# Work to complete
Please give the data below again in full, exactly as it stands.

[Saved data entries]
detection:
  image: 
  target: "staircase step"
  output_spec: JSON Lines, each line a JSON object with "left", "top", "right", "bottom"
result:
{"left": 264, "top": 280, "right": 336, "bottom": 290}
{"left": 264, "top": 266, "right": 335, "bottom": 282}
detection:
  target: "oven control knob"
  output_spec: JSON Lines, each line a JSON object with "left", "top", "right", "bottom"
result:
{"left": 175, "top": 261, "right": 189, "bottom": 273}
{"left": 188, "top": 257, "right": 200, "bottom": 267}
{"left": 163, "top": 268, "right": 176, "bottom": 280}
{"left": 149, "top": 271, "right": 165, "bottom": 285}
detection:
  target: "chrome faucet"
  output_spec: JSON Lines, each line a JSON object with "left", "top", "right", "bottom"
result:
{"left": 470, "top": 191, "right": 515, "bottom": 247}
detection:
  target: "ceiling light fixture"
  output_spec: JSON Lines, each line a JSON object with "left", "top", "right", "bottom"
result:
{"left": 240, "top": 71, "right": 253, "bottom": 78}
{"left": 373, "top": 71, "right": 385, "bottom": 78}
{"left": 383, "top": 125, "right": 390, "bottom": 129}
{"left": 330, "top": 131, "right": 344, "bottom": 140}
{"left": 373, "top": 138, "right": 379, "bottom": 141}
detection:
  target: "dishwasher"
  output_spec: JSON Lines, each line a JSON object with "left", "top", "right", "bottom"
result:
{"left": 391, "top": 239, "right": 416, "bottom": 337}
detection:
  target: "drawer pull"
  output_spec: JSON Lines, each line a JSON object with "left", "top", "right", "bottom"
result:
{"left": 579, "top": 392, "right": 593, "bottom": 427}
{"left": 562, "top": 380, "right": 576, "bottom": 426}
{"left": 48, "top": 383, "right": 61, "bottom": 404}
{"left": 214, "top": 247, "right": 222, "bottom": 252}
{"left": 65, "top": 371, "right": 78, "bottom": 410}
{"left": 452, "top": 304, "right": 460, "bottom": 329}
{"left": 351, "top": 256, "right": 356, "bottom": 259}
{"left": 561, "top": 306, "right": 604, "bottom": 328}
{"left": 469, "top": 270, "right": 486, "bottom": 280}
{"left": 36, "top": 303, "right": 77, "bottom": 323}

# Exercise response
detection:
  image: 
  target: "staircase step"
  output_spec: JSON Lines, each line a JSON object with "left", "top", "right", "bottom"
result:
{"left": 264, "top": 280, "right": 336, "bottom": 290}
{"left": 264, "top": 266, "right": 335, "bottom": 282}
detection:
  target: "oven control knob"
  output_spec: JSON Lines, each line a JSON object with "left", "top", "right", "bottom"
result:
{"left": 175, "top": 261, "right": 189, "bottom": 273}
{"left": 188, "top": 257, "right": 200, "bottom": 267}
{"left": 163, "top": 268, "right": 176, "bottom": 280}
{"left": 149, "top": 271, "right": 165, "bottom": 285}
detection:
  target: "chrome faucet"
  output_spec: JSON Lines, each line a JSON object with "left", "top", "right", "bottom"
result:
{"left": 470, "top": 191, "right": 515, "bottom": 247}
detection:
  target: "ceiling light fixture"
  output_spec: JSON Lines, each line a JSON object with "left", "top", "right", "bottom"
result:
{"left": 240, "top": 71, "right": 253, "bottom": 78}
{"left": 373, "top": 71, "right": 385, "bottom": 78}
{"left": 383, "top": 125, "right": 390, "bottom": 129}
{"left": 330, "top": 131, "right": 344, "bottom": 140}
{"left": 373, "top": 138, "right": 379, "bottom": 141}
detection:
  target: "dishwasher"
  output_spec: JSON Lines, each line a JSON object with "left", "top", "right", "bottom"
result:
{"left": 391, "top": 239, "right": 416, "bottom": 337}
detection:
  target: "drawer pull"
  output_spec: JSON Lines, each line a JSON object with "left", "top", "right", "bottom"
result:
{"left": 579, "top": 392, "right": 593, "bottom": 427}
{"left": 562, "top": 380, "right": 576, "bottom": 426}
{"left": 48, "top": 383, "right": 61, "bottom": 404}
{"left": 214, "top": 247, "right": 222, "bottom": 252}
{"left": 65, "top": 371, "right": 78, "bottom": 410}
{"left": 452, "top": 304, "right": 460, "bottom": 329}
{"left": 351, "top": 256, "right": 356, "bottom": 259}
{"left": 561, "top": 306, "right": 604, "bottom": 328}
{"left": 469, "top": 270, "right": 486, "bottom": 280}
{"left": 36, "top": 303, "right": 77, "bottom": 323}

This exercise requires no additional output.